▶ _EXERCISE INSTRUCTIONS_: Count the lines in the data below that contain the string "whole", treating uppercase and lowercase as different. Give only the number.

Excerpts from segmentation records
**********
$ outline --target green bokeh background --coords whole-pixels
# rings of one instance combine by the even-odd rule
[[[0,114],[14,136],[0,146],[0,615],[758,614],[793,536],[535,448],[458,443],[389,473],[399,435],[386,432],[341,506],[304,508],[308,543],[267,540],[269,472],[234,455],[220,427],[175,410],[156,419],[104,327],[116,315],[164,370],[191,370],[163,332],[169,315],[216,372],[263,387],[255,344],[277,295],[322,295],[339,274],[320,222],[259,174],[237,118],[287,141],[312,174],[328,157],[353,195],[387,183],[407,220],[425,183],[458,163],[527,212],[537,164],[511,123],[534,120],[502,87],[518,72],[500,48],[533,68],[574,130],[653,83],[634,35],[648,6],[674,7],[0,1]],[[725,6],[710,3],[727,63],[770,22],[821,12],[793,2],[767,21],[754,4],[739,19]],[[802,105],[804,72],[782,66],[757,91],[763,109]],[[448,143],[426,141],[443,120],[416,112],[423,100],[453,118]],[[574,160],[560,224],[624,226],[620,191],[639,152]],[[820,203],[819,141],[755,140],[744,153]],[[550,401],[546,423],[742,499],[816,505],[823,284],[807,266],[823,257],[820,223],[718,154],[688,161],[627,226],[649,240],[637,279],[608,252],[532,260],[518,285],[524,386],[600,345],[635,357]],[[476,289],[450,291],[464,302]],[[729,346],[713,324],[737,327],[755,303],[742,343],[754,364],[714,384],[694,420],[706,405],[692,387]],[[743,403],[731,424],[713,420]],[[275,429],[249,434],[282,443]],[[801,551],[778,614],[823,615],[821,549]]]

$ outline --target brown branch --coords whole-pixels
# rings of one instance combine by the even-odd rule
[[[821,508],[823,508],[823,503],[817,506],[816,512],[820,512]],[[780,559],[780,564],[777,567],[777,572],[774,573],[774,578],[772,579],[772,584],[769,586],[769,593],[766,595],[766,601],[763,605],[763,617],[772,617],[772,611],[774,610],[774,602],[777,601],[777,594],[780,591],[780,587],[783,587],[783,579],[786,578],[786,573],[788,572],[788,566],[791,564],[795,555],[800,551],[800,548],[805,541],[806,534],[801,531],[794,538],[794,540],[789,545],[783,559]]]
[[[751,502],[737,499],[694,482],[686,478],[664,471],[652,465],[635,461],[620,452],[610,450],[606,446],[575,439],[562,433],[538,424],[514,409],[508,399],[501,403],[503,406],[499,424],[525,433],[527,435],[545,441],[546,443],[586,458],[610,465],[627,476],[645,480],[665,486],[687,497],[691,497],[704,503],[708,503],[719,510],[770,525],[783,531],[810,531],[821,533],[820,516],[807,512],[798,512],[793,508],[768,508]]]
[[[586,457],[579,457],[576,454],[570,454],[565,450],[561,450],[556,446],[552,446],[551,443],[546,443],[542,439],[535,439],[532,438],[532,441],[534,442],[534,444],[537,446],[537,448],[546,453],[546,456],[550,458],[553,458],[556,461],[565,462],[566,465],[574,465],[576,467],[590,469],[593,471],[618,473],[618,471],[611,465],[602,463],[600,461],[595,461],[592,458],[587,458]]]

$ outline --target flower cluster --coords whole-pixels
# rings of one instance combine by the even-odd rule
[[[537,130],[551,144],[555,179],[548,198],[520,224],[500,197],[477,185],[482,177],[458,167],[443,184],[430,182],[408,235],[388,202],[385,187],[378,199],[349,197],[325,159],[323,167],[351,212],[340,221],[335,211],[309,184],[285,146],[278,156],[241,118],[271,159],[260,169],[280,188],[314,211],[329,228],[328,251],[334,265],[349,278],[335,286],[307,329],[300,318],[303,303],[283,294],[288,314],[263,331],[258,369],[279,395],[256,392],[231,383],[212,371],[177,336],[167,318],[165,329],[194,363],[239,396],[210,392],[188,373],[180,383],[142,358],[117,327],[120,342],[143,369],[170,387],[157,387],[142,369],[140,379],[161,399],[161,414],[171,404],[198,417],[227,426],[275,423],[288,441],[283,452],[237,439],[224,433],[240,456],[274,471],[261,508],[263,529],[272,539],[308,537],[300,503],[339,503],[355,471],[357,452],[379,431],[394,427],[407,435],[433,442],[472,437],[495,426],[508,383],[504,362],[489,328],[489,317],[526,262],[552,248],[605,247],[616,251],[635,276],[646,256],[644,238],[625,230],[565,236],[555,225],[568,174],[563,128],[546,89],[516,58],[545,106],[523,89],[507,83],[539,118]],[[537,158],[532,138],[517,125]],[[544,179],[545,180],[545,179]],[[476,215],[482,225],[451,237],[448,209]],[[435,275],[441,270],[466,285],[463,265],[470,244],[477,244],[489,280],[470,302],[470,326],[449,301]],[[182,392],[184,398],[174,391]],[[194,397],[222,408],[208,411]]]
**********
▶ _ANSWER FOR THE TASK_: 3